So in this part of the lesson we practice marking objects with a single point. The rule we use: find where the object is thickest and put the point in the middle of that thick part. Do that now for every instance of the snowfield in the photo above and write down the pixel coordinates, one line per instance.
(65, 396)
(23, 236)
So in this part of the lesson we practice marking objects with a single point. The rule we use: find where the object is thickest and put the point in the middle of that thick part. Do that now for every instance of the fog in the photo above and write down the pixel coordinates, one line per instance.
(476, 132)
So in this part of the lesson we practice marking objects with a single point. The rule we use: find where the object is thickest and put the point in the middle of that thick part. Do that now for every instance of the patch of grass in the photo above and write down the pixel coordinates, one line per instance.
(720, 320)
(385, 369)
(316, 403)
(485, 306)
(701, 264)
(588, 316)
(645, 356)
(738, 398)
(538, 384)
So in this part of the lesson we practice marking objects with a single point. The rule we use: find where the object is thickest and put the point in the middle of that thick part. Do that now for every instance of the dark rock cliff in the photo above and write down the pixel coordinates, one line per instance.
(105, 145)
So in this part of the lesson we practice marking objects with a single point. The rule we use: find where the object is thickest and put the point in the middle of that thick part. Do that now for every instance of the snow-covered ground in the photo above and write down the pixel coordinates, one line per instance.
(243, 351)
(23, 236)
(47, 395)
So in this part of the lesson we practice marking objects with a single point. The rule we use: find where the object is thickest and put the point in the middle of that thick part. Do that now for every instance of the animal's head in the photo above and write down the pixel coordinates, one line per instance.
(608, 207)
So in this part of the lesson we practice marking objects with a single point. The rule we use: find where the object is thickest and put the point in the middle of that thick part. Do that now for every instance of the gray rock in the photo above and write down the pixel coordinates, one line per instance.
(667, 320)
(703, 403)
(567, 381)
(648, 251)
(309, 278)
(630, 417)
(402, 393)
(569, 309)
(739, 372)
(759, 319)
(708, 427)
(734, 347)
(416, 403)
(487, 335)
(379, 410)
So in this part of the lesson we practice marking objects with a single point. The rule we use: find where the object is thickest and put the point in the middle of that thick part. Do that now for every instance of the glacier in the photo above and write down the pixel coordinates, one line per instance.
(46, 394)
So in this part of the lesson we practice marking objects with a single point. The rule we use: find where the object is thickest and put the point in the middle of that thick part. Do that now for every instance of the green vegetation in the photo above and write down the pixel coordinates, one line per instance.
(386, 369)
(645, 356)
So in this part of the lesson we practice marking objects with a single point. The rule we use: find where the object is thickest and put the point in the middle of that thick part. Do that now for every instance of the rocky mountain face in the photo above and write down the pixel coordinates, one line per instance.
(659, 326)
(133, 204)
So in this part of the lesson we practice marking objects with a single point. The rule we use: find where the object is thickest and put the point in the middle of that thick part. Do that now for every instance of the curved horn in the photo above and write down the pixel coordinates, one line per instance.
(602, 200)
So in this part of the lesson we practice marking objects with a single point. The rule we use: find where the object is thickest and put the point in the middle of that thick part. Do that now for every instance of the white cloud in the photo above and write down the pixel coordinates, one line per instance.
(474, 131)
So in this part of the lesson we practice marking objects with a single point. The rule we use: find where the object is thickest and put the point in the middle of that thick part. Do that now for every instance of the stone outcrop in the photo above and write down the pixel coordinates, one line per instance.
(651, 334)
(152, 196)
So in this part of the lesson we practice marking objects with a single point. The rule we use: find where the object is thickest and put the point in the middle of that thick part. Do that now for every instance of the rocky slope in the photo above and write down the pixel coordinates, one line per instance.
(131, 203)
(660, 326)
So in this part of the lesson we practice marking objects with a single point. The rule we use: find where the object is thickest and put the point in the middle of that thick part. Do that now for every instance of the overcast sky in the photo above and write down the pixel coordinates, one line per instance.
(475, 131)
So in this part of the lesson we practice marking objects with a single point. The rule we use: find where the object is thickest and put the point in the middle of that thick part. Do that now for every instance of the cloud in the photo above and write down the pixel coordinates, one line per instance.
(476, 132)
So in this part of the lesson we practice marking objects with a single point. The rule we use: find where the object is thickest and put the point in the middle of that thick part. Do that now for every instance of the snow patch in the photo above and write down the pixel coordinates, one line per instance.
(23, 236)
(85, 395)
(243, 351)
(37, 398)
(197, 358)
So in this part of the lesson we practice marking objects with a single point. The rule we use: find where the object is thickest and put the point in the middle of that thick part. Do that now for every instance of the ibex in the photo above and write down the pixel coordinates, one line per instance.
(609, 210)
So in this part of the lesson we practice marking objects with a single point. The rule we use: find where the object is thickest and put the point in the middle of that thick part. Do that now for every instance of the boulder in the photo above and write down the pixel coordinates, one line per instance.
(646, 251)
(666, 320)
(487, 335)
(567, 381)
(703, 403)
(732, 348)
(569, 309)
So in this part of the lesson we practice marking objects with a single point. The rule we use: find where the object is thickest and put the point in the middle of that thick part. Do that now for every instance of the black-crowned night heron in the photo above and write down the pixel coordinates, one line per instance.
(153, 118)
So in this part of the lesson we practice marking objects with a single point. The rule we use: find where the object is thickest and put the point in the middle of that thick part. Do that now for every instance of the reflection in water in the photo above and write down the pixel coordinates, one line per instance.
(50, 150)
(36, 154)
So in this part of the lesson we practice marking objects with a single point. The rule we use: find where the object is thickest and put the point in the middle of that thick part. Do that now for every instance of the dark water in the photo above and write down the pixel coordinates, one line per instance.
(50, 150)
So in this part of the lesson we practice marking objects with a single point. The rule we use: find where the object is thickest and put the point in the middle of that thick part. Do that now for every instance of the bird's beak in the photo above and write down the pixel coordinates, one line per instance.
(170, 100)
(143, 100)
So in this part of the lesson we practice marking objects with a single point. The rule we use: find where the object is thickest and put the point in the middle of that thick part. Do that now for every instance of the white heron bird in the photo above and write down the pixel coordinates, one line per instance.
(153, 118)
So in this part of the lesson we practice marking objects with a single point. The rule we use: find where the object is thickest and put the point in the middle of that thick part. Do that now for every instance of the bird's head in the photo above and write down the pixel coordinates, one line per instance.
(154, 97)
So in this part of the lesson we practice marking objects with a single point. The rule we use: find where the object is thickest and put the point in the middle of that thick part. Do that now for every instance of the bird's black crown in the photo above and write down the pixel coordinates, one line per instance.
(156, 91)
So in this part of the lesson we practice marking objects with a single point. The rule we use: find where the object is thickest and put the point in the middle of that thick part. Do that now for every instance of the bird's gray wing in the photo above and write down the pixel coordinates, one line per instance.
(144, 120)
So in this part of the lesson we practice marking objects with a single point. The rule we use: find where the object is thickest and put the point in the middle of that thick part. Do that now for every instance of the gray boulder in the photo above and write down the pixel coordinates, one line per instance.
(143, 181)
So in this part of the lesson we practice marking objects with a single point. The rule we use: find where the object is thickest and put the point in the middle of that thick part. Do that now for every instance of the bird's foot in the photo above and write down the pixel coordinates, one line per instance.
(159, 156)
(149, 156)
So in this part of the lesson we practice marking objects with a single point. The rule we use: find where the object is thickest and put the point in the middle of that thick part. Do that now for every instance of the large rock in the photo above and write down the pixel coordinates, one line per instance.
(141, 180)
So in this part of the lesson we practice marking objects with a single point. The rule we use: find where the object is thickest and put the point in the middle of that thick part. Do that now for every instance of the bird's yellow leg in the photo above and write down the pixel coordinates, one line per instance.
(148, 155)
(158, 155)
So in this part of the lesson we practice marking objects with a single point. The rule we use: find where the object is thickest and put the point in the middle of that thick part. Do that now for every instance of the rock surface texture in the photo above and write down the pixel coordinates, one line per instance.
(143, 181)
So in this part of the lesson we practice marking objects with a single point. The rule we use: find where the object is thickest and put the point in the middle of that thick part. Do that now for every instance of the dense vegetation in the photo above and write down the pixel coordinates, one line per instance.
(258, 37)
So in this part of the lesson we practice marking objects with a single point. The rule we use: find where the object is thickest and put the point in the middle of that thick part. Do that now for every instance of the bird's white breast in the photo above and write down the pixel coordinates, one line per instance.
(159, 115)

*Exercise instructions:* Give back, exactly as written, the lines from the one with "the bird's yellow" to the last line.

*Full answer:*
So in this part of the lesson we practice marking objects with a single point. The rule we use: find where the object is thickest and put the point in the middle of that thick part. Do that now for every instance of the bird's yellow leg in the photo above and write down the pixel coordinates, one line per instance.
(148, 155)
(158, 155)
So in this part of the lesson we practice marking objects with a single point. The rule we use: find where the object is thickest and put the point in the middle of that thick part. Do that now for every instance of the rock surface texture in the photo above and write down the pixel coordinates, one line per instance.
(143, 181)
So in this part of the lesson we practice marking objects with a single point. The rule we use: find where the object is thickest and put the point in the middle of that thick part. Do that now for every instance of the dense vegetation in the photo above and write down the pixel coordinates, one line per instance.
(258, 37)
So in this part of the lesson we practice marking objects with a single point. The rule we use: find where the object is thickest and put the point in the middle of that thick part. Do that now for every instance of the bird's white breast in the photo above and write down the pixel coordinates, one line per instance.
(159, 115)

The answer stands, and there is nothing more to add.